====== Texto da página
Texto apresentado no capítulo XIV do livro Conceitos de Física Quântica, volume I, escrito
por Osvaldo Pessoa Jr, Livraria da Física.
Uma síntese, feita pelo mesmo autor, pode ser lida na página deste link.
PARTE 2 (leia a PARTE 1)
O
Realismo Científico
Agora
nos concentraremos na interpretação realista de uma teoria física, que inclui
três afirmações básicas: 1) Realismo ontológico: existe uma realidade física que
independe do conhecimento e da percepção humana. 2) Realismo científico:
As proposições de uma teoria têm “valor de verdade”, isto é, são ou verdadeiras
ou falsas, de acordo com a teoria da verdade por correspondência. Assim, uma
teoria física serve para “explicar” fenômenos em termos da realidade física
subjacente, e não apenas para prevê-los. 3) Realidade dos termos teóricos: a teoria pode conter
“termos teóricos” que se referem a entidades físicas que não são diretamente
observadas.
============
====== Registros
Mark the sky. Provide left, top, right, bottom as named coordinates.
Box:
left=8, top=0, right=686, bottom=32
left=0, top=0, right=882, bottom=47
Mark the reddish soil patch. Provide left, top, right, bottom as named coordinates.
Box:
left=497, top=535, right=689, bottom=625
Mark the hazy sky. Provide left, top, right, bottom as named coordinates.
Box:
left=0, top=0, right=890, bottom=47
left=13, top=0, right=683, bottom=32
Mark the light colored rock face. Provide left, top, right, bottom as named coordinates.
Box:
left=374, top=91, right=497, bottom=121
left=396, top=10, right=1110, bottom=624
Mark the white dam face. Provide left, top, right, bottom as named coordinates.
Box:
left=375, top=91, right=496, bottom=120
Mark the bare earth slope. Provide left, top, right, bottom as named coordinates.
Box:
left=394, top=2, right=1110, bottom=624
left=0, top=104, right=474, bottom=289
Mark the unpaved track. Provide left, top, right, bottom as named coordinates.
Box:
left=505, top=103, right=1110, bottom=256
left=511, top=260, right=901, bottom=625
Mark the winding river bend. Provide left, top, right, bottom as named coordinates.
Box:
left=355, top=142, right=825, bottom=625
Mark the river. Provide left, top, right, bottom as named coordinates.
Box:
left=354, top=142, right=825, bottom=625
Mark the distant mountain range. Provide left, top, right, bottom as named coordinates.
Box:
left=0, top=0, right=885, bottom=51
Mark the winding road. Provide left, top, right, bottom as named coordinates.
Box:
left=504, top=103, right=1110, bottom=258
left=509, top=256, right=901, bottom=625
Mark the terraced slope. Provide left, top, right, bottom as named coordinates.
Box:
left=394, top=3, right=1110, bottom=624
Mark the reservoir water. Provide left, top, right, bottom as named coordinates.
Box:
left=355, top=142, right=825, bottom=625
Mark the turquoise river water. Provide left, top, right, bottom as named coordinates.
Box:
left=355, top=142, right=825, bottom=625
============
====== Registros
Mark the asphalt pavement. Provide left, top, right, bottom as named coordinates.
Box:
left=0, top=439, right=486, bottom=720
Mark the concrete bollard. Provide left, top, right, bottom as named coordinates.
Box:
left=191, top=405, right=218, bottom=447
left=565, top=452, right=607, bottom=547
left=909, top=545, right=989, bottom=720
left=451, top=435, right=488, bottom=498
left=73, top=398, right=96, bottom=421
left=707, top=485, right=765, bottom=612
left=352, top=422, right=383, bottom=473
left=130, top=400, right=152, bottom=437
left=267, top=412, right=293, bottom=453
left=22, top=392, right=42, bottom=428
============
**Suas tarefas**
[A] Imprima do texto sobre realismo científico tudo o que vai de "Uma síntese, feita" até "observadas.".
[B] No texto sobre realismo científico, que nome recebe a afirmação de que existe uma realidade física independente do conhecimento e da percepção humana?
[C] Diga se cada afirmação concorda com o texto sobre realismo científico, respondendo sim ou não e citando as palavras dele que decidem: (i) para o realismo científico, uma teoria física serve só para prever fenômenos; (ii) os termos teóricos podem se referir a entidades físicas que não são observadas diretamente; (iii) o texto foi apresentado no capítulo XIV do livro Conceitos de Física Quântica.

**Respostas em ordem**
[A]
Uma síntese, feita pelo mesmo autor, pode ser lida na página deste link.
PARTE 2 (leia a PARTE 1)
O
Realismo Científico
Agora
nos concentraremos na interpretação realista de uma teoria física, que inclui
três afirmações básicas: 1) Realismo ontológico: existe uma realidade física que
independe do conhecimento e da percepção humana. 2) Realismo científico:
As proposições de uma teoria têm “valor de verdade”, isto é, são ou verdadeiras
ou falsas, de acordo com a teoria da verdade por correspondência. Assim, uma
teoria física serve para “explicar” fenômenos em termos da realidade física
subjacente, e não apenas para prevê-los. 3) Realidade dos termos teóricos: a teoria pode conter
“termos teóricos” que se referem a entidades físicas que não são diretamente
observadas.

[B] Realismo ontológico.

[C]
(i) Não: "e não apenas para prevê-los".
(ii) Sim: "“termos teóricos” que se referem a entidades físicas que não são diretamente observadas".
(iii) Sim: "Texto apresentado no capítulo XIV do livro Conceitos de Física Quântica".